-- Data section follows --

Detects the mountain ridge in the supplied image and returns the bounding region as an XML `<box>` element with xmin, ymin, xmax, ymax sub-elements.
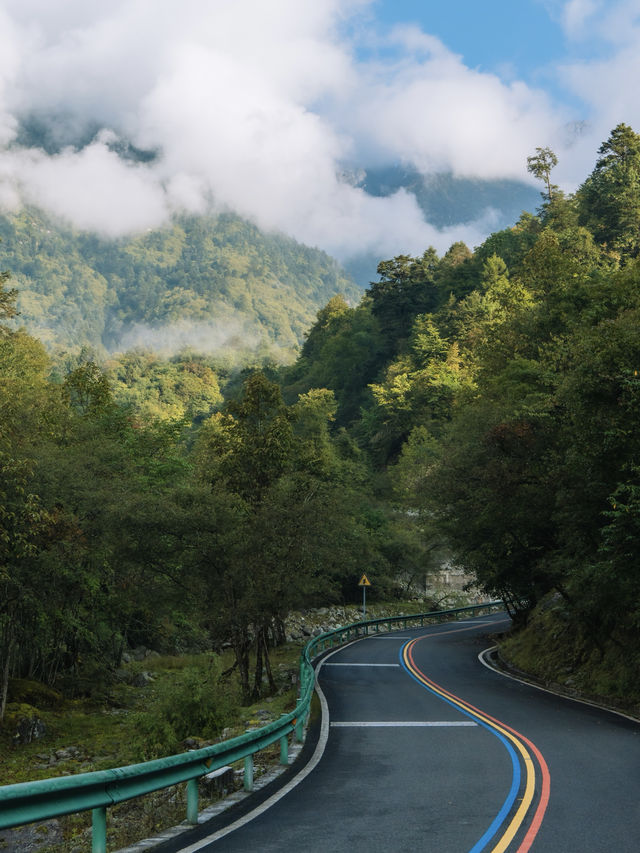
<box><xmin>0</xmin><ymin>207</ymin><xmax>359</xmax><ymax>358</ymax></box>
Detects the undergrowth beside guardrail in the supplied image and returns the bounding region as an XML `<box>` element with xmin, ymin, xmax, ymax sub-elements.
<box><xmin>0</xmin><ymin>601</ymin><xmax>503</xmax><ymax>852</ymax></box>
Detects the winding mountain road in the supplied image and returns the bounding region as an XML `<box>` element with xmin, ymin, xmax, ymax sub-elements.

-- Data section concluded --

What you have to do: Retype the entries word for word. Omit any images.

Solution for this exercise:
Detects the mountain ridge in the supplied image and returns the bounding region as an XML `<box>` element with xmin, ymin, xmax, ymax sub-elements.
<box><xmin>0</xmin><ymin>207</ymin><xmax>359</xmax><ymax>358</ymax></box>
Detects the undergrowth beside guardrail in the supplied image and returns the bounding region as an XML `<box>` element with xmin, ymin, xmax, ymax sub-elements.
<box><xmin>0</xmin><ymin>601</ymin><xmax>503</xmax><ymax>852</ymax></box>
Detects the winding mountain road in the supplied image and returns the bounding region as an XML `<box>` element with xmin, ymin, xmax, ymax sub-elements.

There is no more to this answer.